- _Passage to read_
This Friday, January 9th
Douglas Dunn + Dancers will
show excerpts from our world premiere
Aidos 
Doors open 7 PM
541 Broadway between
Prince + Spring
Dancing 8 to 8:30
wine + snacks
No reservation necessary

 

 

 For tickets to 
Aidos 
at BAM Fisher
To donate to our project of delight
THANK YOU
Douglas Dunn + Dancers
Douglas Dunn & Dancers presents the World Premiere of Aidos at Brooklyn Academy of Music, BAM Fisher, 321 Ashland Place, Brooklyn, NY, from February 11-15, 2015.  Performances: Wed-Sat at 8pm, Sat & Sun at 3pm. Tickets are $20 and are available at www.brownpapertickets.com/event/1040421, by phone at (866) 620-7509 or in person at the BAM box office during the week of the show from noon to show time.
Aidos, a new work by Douglas Dunn, features dancing by Dunn himself, Jules Bakshi, Alexandra Berger, Emily Pope-Blackman, Jin Ju Song-Begin, Jessica Martineau, Paul Singh, Jake Szczypek, and Timothy Ward to Bach Cello Suites performed live by Ha-Yang Kim, with design by Andrew Jordan and lighting design by Carol Mullins.
Though highly stylized and elegant, as is typical of Dunn’s work, the piece allows Aidos, the Greek goddess of shame, to appear as a split personality danced by two six-foot tall women, Jin Ju Song-Begin and Jessica Martineau. Their ongoing duel, juxtaposed against six more affiliated dancers, is the focal point of the general suggestion of dance display as inherently embarrassing. The beauty of the Bach Suites played live by Ha-Yang Kim and the sleek black and gold costumes by Andrew Jordan keep the mordant theme from shredding the luxuriant texture of the hour-long dance.
Photos by Julieta Cervantes
Douglas Dunn began presenting work in New York City in 1971. In 1976 he formed Douglas Dunn & Dancers and began touring the U.S. and Europe. In 1980 the Paris Opera and the Autumn Festival invited him to set Stravinsky’s Pulcinella on the Paris Opera Ballet. He has collaborated on film and video-dances with Charles Atlas and Rudy Burckhardt. He works with visual artists (Mimi Gross, David Ireland, Uli Gassmann, Jeffrey Schiff), composers (Joshua Fried, Bill Cole, Eliane Radigue, Alvin Lucier, Robert Ashley, Linda Fisher, John Driscoll, Ron Kuivila), poets (Anne Waldman, Reed Bye, Ruth Margraff), and lighting designer Carol Mullins, to present a multifaceted dance image. Dunn has received funds for his work from the New York State Council on the Arts, the National Endowment for the Arts, the John Simon Guggenheim Memorial Foundation, the Foundation for Contemporary Performance Arts, and other sources. In 1998 he received a New York Dance and Performance (Bessie) Award for Sustained Achievement.

- _Records provided_
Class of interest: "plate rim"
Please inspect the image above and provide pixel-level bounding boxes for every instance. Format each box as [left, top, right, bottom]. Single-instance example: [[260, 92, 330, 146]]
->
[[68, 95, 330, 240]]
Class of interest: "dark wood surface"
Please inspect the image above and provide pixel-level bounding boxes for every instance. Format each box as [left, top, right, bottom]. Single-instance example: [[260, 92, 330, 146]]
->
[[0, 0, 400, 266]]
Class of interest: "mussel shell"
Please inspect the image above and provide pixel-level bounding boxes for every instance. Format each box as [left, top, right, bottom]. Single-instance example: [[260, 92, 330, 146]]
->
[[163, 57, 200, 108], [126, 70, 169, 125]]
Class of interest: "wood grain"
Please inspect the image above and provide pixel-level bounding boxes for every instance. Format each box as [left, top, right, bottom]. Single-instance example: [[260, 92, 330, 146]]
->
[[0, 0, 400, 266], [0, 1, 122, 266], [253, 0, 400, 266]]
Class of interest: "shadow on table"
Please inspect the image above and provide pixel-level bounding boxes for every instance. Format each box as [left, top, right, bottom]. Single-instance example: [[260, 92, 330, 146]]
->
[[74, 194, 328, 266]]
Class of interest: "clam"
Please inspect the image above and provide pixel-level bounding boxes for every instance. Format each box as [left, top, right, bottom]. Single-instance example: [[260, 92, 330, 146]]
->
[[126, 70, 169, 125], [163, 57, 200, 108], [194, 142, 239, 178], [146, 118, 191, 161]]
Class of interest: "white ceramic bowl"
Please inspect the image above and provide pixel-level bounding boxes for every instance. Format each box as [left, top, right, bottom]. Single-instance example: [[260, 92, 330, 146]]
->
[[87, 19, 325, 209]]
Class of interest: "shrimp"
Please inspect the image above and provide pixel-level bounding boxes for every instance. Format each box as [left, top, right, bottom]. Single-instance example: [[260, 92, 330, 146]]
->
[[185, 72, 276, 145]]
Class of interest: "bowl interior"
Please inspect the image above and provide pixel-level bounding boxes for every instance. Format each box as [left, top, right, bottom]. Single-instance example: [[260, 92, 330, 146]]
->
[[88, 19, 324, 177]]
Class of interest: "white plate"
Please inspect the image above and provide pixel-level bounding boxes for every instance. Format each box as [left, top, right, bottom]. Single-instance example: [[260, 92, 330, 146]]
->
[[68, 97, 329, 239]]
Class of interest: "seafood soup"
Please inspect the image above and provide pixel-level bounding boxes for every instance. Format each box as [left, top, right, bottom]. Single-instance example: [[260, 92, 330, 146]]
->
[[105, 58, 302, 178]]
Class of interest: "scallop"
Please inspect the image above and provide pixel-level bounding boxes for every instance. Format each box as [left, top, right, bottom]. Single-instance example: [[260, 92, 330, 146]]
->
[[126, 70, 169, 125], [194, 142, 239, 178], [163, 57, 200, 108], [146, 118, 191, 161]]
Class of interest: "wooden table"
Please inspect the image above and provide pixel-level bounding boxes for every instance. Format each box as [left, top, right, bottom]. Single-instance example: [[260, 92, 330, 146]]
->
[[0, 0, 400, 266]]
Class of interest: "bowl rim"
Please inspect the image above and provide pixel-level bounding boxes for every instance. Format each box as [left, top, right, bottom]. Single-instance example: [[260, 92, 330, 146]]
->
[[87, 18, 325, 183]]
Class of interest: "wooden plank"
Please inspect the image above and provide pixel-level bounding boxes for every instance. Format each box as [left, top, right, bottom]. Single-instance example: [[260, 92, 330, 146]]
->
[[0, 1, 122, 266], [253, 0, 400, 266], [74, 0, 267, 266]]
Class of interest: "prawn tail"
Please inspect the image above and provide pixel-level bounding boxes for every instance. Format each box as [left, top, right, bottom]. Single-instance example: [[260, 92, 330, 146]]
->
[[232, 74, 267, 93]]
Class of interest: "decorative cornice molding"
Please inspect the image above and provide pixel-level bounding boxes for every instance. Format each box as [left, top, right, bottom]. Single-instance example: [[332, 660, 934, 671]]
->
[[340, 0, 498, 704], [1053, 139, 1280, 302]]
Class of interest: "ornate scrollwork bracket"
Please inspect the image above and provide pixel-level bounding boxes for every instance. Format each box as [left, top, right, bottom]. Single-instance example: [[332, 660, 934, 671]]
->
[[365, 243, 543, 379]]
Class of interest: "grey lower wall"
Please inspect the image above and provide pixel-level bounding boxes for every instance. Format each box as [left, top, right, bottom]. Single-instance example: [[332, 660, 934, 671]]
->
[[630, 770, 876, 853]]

- _Problem requirements_
Pick up the text about Douglas Dunn and the premiere of Aidos where it stops, and continue it. None of the items are needed here.

- _Result below_
Douglas Dunn has been dancing and making dances for forty-three years. He likes to collaborate with poets, painters, sculptors, musicians, composers and playwrights to offer a multifaceted theatrical experience. He has set pieces for many companies besides his own, including the Paris Opera Ballet, and has composed numerous outdoor and site-specific events. He is renowned as a teacher of Technique and of Open Structures, with a long tenure at NYU’s Steinhardt School of Culture, Education, and Human Development. Awards include a Guggenheim, a Bessie, and Chevalier in the Ordres des Arts et des Lettres. Douglas produces Salons at his studio in Soho, and is a Board Member Emeritus of Danspace Project/St. Mark’s Church. In 2012 his collected writings, available via Amazon.com, were published under the title Dancer Out of Sight.
For more information about Douglas Dunn & Dancers, visit www.douglasdunndance.com.
ABOUT BROOKLYN ACADEMY OF MUSIC
BAM (Brooklyn Academy of Music) is a multi-arts center located in Brooklyn, New York.  For more than 150 years, BAM has been the home for adventurous artists, audiences, and ideas-engaging both global and local communities. With world-renowned programming in theater, dance, music, opera, film, and much more, BAM showcases the work of emerging artists and innovative modern masters. For more information visit www.bam.org.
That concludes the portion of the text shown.